== EXTRACTED RECORDS
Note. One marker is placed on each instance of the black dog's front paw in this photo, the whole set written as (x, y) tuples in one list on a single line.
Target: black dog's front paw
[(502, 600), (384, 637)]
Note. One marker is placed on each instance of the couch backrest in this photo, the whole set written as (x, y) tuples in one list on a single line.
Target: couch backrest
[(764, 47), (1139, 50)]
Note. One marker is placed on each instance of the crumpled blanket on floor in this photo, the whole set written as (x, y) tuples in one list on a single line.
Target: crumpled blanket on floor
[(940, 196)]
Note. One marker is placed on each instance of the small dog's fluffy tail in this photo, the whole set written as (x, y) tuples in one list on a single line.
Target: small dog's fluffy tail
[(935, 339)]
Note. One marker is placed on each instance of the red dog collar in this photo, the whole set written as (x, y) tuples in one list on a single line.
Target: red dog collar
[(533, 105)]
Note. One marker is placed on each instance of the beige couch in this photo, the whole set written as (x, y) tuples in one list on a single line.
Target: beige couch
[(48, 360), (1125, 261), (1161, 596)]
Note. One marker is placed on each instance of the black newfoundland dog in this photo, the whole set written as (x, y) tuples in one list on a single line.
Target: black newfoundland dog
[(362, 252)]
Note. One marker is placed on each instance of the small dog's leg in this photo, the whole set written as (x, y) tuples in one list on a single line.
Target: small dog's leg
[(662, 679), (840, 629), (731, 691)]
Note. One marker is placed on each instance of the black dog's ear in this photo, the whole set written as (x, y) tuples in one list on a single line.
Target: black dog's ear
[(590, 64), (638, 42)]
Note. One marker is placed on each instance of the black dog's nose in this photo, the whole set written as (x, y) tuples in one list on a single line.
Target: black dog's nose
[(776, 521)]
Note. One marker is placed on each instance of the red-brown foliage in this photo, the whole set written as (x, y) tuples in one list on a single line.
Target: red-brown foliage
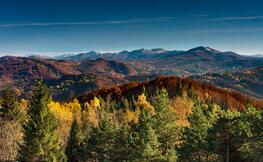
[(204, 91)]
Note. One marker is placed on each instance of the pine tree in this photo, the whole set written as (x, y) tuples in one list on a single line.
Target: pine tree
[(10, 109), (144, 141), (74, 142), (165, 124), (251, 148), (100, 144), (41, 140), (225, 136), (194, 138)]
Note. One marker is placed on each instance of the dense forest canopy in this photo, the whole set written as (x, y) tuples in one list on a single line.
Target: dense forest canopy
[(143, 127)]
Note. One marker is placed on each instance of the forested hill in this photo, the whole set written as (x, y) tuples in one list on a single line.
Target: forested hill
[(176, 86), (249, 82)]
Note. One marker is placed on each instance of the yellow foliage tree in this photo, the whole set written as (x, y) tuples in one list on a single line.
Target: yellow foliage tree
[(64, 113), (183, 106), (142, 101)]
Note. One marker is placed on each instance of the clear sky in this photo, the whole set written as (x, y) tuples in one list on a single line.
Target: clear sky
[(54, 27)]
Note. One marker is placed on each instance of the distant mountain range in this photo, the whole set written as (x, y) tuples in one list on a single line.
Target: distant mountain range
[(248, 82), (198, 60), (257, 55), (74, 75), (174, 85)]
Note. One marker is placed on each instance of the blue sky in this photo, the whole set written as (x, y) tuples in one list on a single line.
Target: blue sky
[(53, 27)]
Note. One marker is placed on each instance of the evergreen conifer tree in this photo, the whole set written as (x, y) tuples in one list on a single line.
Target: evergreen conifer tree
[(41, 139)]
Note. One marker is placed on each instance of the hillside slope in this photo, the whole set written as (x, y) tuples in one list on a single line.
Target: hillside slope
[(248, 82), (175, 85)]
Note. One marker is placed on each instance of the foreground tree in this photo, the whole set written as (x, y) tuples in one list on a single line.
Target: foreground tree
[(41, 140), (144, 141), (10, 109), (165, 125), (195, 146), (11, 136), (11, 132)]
====
== EXTRACTED RECORDS
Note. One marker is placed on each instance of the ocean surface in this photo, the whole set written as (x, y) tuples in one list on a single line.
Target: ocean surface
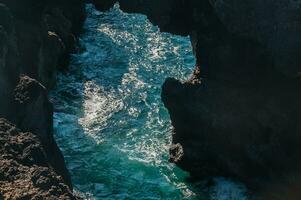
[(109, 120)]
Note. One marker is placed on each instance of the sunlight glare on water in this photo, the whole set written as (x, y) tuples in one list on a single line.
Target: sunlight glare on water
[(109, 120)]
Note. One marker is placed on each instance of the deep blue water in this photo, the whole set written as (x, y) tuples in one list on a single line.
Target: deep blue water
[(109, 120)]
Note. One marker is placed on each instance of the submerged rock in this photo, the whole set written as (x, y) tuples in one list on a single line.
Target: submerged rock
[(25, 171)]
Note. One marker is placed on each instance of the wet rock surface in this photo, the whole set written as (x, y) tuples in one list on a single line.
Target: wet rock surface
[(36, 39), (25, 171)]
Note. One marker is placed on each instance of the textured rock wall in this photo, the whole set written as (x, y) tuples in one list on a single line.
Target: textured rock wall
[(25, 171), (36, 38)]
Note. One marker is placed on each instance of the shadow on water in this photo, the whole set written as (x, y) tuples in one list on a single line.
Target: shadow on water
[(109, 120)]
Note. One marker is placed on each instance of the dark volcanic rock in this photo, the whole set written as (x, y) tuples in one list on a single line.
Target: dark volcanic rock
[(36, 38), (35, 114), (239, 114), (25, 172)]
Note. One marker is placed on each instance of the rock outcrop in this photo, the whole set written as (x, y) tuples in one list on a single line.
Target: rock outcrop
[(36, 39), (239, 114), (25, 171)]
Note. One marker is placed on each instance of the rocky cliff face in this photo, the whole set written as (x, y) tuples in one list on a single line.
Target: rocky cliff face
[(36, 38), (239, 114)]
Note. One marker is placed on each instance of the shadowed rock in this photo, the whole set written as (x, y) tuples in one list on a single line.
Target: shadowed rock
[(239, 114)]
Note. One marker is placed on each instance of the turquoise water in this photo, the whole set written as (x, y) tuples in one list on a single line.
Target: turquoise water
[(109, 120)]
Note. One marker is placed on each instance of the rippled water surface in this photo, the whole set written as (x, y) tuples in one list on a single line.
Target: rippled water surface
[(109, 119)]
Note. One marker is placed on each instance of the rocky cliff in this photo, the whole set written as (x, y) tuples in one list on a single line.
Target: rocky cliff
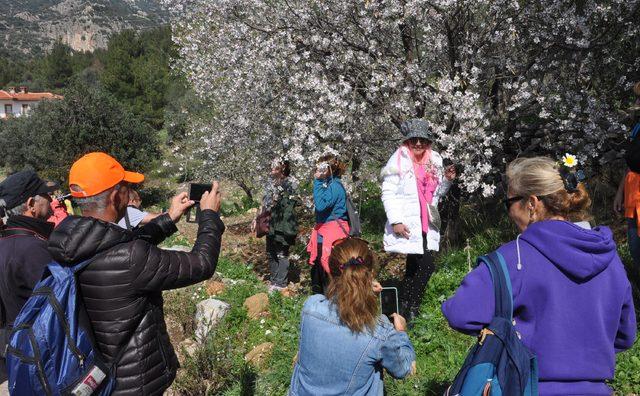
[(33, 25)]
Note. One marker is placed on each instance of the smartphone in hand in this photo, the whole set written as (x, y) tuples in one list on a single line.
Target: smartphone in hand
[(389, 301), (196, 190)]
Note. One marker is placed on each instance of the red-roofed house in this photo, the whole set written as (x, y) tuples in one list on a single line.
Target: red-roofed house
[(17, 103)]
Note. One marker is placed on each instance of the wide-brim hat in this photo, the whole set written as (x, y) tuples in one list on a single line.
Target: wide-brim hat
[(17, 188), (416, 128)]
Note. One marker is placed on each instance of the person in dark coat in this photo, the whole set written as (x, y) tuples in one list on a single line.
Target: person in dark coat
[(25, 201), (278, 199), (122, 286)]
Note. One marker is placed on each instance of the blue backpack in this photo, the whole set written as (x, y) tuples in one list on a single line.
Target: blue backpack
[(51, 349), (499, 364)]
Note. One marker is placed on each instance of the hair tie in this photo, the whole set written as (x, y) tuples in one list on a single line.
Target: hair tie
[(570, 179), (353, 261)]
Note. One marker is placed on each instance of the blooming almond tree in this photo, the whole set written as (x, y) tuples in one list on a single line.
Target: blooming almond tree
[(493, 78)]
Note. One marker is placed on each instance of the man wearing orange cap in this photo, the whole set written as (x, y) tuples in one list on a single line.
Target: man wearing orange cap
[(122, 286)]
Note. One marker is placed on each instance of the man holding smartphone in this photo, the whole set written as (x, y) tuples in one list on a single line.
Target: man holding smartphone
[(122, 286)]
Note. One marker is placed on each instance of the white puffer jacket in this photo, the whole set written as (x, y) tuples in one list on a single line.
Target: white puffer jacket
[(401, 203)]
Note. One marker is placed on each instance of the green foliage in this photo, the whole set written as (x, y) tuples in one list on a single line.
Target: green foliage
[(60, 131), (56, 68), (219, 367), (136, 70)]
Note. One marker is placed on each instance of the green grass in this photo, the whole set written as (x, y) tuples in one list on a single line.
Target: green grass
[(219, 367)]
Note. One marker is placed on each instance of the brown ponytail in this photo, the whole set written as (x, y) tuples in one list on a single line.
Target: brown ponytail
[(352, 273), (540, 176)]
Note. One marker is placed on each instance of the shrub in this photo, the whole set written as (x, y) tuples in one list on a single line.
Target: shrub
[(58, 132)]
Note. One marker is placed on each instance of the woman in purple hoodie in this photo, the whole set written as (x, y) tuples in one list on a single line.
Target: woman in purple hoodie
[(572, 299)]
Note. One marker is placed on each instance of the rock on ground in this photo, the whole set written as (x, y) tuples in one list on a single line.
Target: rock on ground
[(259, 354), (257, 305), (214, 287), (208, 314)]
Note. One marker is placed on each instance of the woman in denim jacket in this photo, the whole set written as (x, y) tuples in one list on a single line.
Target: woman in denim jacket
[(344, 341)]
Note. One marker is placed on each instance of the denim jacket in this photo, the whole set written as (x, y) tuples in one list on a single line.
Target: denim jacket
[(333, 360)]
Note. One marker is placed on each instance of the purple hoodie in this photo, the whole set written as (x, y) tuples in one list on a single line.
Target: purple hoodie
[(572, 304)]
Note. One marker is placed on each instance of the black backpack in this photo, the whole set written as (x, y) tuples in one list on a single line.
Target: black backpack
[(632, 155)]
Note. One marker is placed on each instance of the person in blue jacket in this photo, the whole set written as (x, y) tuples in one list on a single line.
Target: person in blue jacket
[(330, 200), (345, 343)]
====
== EXTRACTED RECORDS
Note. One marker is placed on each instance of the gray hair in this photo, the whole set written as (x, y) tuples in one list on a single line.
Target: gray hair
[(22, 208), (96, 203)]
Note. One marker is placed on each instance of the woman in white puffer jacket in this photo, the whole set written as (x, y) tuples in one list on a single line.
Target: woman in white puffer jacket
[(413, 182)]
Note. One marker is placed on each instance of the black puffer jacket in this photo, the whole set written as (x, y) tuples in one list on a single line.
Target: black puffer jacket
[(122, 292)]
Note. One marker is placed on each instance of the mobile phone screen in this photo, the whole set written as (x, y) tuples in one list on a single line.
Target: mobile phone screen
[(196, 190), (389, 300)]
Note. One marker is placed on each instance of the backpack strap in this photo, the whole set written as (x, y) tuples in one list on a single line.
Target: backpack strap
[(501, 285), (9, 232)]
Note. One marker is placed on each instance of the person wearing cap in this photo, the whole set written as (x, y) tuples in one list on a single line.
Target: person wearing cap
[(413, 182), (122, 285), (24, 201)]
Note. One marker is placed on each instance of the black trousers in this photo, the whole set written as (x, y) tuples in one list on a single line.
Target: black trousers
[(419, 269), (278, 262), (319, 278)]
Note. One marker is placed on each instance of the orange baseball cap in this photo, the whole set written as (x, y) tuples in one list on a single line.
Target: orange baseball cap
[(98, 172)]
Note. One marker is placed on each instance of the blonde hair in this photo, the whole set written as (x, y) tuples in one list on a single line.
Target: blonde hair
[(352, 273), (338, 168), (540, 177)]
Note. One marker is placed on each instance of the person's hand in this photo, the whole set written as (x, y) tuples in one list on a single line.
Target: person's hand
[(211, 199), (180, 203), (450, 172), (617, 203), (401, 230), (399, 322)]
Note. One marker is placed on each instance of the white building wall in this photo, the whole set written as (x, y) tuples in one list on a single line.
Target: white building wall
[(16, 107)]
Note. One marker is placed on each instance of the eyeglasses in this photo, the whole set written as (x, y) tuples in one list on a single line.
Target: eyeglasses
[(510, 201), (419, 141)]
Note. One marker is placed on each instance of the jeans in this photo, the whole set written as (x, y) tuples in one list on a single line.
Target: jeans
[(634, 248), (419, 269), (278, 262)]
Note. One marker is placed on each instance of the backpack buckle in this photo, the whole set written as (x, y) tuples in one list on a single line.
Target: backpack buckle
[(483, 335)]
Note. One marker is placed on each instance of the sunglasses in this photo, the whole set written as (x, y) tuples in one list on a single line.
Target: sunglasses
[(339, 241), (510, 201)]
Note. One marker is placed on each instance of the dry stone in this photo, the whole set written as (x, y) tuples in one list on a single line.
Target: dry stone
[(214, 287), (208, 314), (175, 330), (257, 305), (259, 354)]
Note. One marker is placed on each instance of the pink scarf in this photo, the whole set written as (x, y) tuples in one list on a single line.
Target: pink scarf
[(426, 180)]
====
▶ WRITTEN TASK: Copy the rows above word for word, from the line containing "Note. One marker is placed on each instance of the eyeglasses" through the line containing "[(634, 248), (419, 269), (278, 262)]".

▶ SOLVED EXERCISE:
Note. One marker is placed on each instance of the eyeglasses in this photo, the whole set written as (x, y) tuples in one list on a single line.
Target: eyeglasses
[(510, 201), (419, 141)]
Note. One marker is placed on each instance of the jeans in this photo, the whole set written as (x, y) tuples in one list on a single line.
Target: jeans
[(634, 248), (419, 269), (278, 262)]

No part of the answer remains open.